** START Dataset excerpts **

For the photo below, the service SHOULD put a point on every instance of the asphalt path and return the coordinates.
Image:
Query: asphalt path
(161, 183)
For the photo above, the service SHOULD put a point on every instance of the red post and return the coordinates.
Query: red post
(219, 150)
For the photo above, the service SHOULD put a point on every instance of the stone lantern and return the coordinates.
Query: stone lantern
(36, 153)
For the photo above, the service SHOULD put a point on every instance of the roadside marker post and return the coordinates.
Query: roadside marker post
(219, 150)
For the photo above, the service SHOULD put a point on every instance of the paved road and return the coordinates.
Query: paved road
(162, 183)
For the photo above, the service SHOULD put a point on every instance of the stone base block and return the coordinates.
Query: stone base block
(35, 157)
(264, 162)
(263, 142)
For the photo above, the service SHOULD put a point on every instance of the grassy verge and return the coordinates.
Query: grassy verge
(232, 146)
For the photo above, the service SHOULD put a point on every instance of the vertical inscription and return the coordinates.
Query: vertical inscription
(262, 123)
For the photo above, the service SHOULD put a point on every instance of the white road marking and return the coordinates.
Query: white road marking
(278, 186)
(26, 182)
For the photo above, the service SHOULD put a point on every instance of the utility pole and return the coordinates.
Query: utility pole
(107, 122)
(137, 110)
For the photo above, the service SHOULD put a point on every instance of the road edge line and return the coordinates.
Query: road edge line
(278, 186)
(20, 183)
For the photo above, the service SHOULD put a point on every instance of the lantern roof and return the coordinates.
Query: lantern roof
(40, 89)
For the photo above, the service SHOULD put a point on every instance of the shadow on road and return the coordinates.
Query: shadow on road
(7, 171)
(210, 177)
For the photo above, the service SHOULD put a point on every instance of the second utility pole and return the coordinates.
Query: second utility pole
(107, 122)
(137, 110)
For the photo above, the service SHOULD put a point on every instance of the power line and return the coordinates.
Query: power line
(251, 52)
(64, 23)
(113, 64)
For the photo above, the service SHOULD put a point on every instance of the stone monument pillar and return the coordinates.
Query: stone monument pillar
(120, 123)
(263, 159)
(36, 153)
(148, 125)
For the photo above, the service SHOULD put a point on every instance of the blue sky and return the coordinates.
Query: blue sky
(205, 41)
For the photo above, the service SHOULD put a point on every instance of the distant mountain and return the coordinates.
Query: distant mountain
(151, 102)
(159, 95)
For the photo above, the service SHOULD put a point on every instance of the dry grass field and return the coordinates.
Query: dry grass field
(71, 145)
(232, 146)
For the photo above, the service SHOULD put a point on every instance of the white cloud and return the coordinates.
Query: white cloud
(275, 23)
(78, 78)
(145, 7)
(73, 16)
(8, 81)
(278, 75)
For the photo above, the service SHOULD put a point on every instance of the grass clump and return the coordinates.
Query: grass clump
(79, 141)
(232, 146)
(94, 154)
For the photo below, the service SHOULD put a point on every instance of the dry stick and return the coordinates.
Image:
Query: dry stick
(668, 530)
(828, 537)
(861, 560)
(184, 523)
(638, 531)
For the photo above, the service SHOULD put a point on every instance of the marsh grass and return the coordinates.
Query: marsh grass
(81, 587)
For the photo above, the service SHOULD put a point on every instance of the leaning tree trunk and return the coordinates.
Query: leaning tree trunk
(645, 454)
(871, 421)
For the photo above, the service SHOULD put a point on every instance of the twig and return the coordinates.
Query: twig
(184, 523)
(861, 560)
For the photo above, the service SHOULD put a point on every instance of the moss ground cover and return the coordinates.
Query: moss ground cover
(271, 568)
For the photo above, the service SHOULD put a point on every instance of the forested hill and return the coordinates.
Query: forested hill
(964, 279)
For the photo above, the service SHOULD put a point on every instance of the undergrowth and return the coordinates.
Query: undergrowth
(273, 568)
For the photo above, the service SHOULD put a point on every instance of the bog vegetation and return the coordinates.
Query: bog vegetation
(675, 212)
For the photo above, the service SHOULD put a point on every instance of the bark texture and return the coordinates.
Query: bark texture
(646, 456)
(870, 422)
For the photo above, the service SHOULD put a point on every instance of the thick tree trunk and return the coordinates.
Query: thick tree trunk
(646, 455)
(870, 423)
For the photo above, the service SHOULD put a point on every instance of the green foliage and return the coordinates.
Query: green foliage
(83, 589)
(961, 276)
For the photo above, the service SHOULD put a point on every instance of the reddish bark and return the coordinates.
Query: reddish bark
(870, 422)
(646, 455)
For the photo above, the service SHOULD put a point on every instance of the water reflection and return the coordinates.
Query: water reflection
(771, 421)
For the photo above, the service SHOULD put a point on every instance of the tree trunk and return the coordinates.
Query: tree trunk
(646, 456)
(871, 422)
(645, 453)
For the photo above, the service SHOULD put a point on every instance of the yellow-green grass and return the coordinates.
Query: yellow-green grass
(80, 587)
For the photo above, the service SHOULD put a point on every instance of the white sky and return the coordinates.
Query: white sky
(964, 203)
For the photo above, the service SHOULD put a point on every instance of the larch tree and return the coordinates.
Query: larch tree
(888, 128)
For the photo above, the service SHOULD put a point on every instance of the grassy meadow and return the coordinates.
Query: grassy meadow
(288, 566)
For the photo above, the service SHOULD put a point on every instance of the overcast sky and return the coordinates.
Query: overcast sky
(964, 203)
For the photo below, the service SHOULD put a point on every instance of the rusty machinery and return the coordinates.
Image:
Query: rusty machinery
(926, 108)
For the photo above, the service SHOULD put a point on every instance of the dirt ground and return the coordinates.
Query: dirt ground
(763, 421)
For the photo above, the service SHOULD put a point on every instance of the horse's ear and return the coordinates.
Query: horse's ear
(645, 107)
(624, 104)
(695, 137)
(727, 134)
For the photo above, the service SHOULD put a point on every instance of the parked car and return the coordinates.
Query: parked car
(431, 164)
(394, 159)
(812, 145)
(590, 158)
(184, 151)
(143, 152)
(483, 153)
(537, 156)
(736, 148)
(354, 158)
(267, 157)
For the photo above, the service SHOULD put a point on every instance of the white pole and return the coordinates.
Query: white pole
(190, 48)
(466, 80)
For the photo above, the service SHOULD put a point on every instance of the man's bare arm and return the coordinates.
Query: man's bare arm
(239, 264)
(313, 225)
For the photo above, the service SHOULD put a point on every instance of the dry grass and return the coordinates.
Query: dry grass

** END Dataset excerpts **

> _Task brief_:
Copy the material above back out, exactly as written.

> _The result_:
For the photo below, the service SHOULD put a point on every instance of the asphalt path and return the coordinates.
Image:
Query: asphalt path
(161, 183)
For the photo above, the service SHOULD put a point on every instance of the red post and return the coordinates.
Query: red post
(219, 150)
For the photo above, the service SHOULD put a point on every instance of the stone lantern and return the coordinates.
Query: stone lantern
(36, 153)
For the photo above, the service SHOULD put a point on every instance of the roadside marker post and return the coordinates.
Query: roadside marker post
(219, 150)
For the photo above, the service SHOULD put a point on every instance of the paved road and return the coordinates.
Query: paved road
(162, 183)
For the photo above, the service SHOULD put a point on every instance of the stone base block and return the coordinates.
Query: stone base block
(35, 157)
(264, 162)
(263, 142)
For the photo above, the service SHOULD put a point on every instance of the grassy verge and return the coordinates.
Query: grassy verge
(232, 146)
For the photo above, the service SHOULD put a point on every instance of the vertical inscription and return the coordinates.
Query: vertical inscription
(262, 123)
For the photo above, the service SHOULD put a point on every instance of the white road marking and return the coordinates.
Query: white road marking
(278, 186)
(26, 182)
For the photo above, the service SHOULD put a point on every instance of the utility pole and return the coordinates.
Query: utility pole
(107, 122)
(137, 110)
For the photo above, the service SHOULD put a point on every instance of the road edge line and return the coordinates.
Query: road edge line
(278, 186)
(20, 183)
For the photo above, the service SHOULD put a point on every instance of the lantern roof and return the coordinates.
Query: lantern roof
(40, 89)
For the photo above, the service SHOULD put a point on every instance of the shadow on road and return the coordinates.
Query: shadow on road
(7, 171)
(210, 177)
For the photo above, the service SHOULD put a point on every instance of the second utility pole and return the coordinates.
Query: second utility pole
(107, 122)
(137, 110)
For the photo above, the service SHOULD put a point on every instance of the power line and return the coordinates.
Query: power line
(251, 52)
(64, 23)
(113, 64)
For the photo above, the service SHOULD put a point on every instance of the stone monument pillar and return the coordinates.
Query: stone monument pillar
(120, 123)
(263, 159)
(36, 153)
(148, 125)
For the photo above, the service SHOULD put a point on every instance of the blue sky and return the coordinates.
Query: blue sky
(205, 41)
For the photo above, the service SHOULD put a point on every instance of the distant mountain and return the coordinates.
Query: distant mountain
(151, 102)
(159, 95)
For the photo above, the service SHOULD put a point on every instance of the dry grass field and return the coordinates.
Query: dry grass field
(71, 145)
(232, 146)
For the photo above, the service SHOULD put a point on every instance of the white cloud and return the coordinates.
Query: white cloud
(275, 23)
(78, 78)
(145, 7)
(73, 16)
(8, 81)
(278, 75)
For the photo above, the service SHOULD put a point on every instance of the grass clump and return the coordinates.
Query: grass clump
(79, 141)
(232, 146)
(94, 154)
For the photo below, the service SHOULD put a point on every instance of the dry stick and return the coordinates.
Image:
Query: dry stick
(668, 530)
(828, 537)
(861, 560)
(184, 523)
(638, 531)
For the photo above, the service SHOULD put a point on every instance of the marsh grass and return the coordinates.
Query: marsh grass
(81, 587)
For the photo above, the service SHOULD put a point on every instance of the leaning tree trunk and return the coordinates.
Query: leaning tree trunk
(645, 454)
(871, 421)
For the photo above, the service SHOULD put a point on every instance of the twig and return the coordinates.
Query: twig
(184, 523)
(861, 560)
For the photo above, the service SHOULD put a point on every instance of the moss ground cover and return the coordinates.
Query: moss ground cover
(271, 568)
For the photo above, the service SHOULD put a point on every instance of the forested hill and return the coordinates.
Query: forested hill
(964, 279)
For the photo above, the service SHOULD put a point on every instance of the undergrowth and return the coordinates.
Query: undergrowth
(273, 568)
For the photo above, the service SHOULD put a point on every instance of the bog vegetation and return the coordinates.
Query: bog vegetation
(675, 212)
For the photo above, the service SHOULD put a point on every instance of the bark texture and return the coordinates.
Query: bark texture
(646, 456)
(870, 422)
For the photo above, the service SHOULD put a point on every instance of the thick tree trunk and return the coordinates.
Query: thick tree trunk
(646, 455)
(870, 423)
For the photo above, the service SHOULD put a point on every instance of the green foliage and return the coordinates.
Query: green foliage
(83, 589)
(961, 276)
For the photo above, the service SHOULD put a point on every instance of the reddish bark and return the coordinates.
Query: reddish bark
(870, 422)
(646, 455)
For the photo above, the service SHOULD put a point on every instance of the water reflection and return the coordinates.
Query: water reflection
(771, 421)
For the photo above, the service SHOULD put a point on every instance of the tree trunk and return the coordinates.
Query: tree trunk
(646, 456)
(871, 422)
(645, 453)
For the photo above, the service SHOULD put a point on every instance of the yellow-green grass and return the coordinates.
Query: yellow-green grass
(80, 587)
For the photo above, the service SHOULD put a point on every instance of the white sky and return the coordinates.
Query: white sky
(964, 203)
For the photo above, the service SHOULD put a point on every instance of the larch tree and return the coordinates.
Query: larch tree
(888, 128)
For the photo above, the service SHOULD put a point on every instance of the grassy meadow and return the coordinates.
Query: grassy meadow
(288, 566)
For the photo above, the service SHOULD put a point on every instance of the overcast sky and return the coordinates.
Query: overcast sky
(964, 203)
For the photo below, the service SHOULD put a point on every instance of the rusty machinery and return the coordinates.
Image:
Query: rusty machinery
(926, 108)
For the photo above, the service SHOULD put a point on every instance of the dirt ground and return the coordinates.
Query: dirt ground
(763, 421)
For the photo above, the service SHOULD put a point on every instance of the horse's ear and return the coordinates.
Query: horse's ear
(645, 107)
(624, 104)
(695, 137)
(727, 134)
For the photo above, the service SHOULD put a point on every instance of the parked car and return the coordinates.
Query: parked car
(431, 164)
(394, 159)
(812, 145)
(590, 158)
(184, 151)
(143, 152)
(483, 153)
(537, 156)
(736, 148)
(354, 158)
(267, 157)
For the photo above, the service SHOULD put a point on every instance of the white pole and return the coordinates.
Query: white pole
(190, 48)
(466, 80)
For the photo above, the service SHOULD put a point on every instance of the man's bare arm and return the coordinates.
Query: man's bare arm
(239, 264)
(313, 225)
For the photo above, the service SHOULD put a point on every instance of the dry grass and return the coordinates.
Query: dry grass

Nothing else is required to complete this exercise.